__Exercise tasks__
• A. According to the post on Canadian housing below, by how much did the federal measures introduced in October of the previous year slow insured mortgage lending volumes?
• B. Extend the post on Canadian housing that appears below, picking up right after its final paragraph.

__Given text__
○ ○ ○ ○
Posted on November 15, 2017
Housing Is No Longer A Canadian Growth Leader
Various levels of Canadian government and regulatory authorities have repeatedly introduced measures to slow housing since 2008 in response to concerns about the record level of household debt. To be sure, there is a swath of Canadian households that are over-extended, and they get the lions share of the attention. Just this week, Evan Siddall, the CEO of Canada’s Mortgage and Housing Corporation (CMHC), expressed concern that “Some 27% of borrowers who took out low-ratio mortgages in 2016 had a loan-to-income ratio higher than 450%, up from 19% in 2014.” As well, the trend toward longer amortizations in this space also concerns CMHC. The proportion of low-ratio mortgage originations with 30-year amortizations has increased from 52% in 2014 to 63% in 2016.
OSFI has announced steps to reduce risks in the uninsured mortgage space. Siddall pointed out that these measures apply only to the federally-regulated financial institutions. He is concerned about the increasing levels of riskier mortgage activity by non-federally-regulated financial institutions.
The measures introduced by the federal government in October of last year to tighten insured mortgage lending qualifications mainly by stress-testing applicants at the 5-year posted mortgage rate, rather than the contract rate, has slowed insured mortgage lending volumes by 25%, which is in line with CMHC expectations. Average property selling prices have fallen commensurately as well.
○ ○ ○ ○
__Data for review__
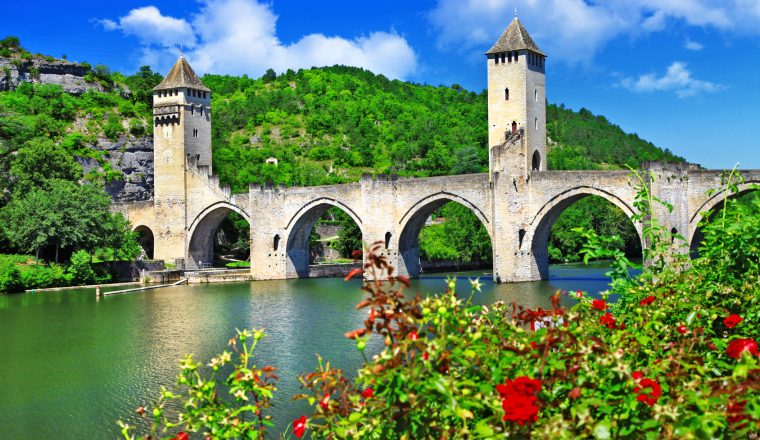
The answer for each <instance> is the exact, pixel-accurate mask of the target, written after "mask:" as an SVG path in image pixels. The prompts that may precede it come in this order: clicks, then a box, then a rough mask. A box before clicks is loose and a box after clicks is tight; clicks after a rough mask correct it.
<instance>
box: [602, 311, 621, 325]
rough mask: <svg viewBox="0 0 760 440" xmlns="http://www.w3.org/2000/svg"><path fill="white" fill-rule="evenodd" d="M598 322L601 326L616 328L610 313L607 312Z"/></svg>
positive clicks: (614, 323) (614, 322)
○ ○ ○ ○
__Answers by task__
• A. By 25%, in line with CMHC expectations.

• B.
But with so much attention paid to the imprudent borrower, I think it is important to note that the vast majority of Canadians manage their finances in a responsible manner. For example, roughly 40% of homeowners are mortgage-free and one-third of all households are totally debt-free. Another 25% of households have less than $25,000 in debt, so 58% of Canadian households are nearly debt free. Hence, mortgage delinquency rates are extremely low. In addition, two-thirds of outstanding mortgages are fixed rate, which mitigates the risk of rising mortgage rates over the near term.
So here we are in the lead-up to the January 1, 2018 implementation of the new OSFI B-20 regulations requiring that uninsured borrowers be stress-tested at a mortgage rate 200 basis points above the contract rate. It has been widely expected that home sales would jump before yearend in advance of the new ruling and indeed they have. Even so, activity remains well below peak levels earlier this year and prices continue to fall in the Greater Toronto Area (GTA) for the sixth consecutive month. Indeed, national home sales were down 8.6% year-over-year in October, led by a whopping 18.4% plunge in Ontario (see chart below).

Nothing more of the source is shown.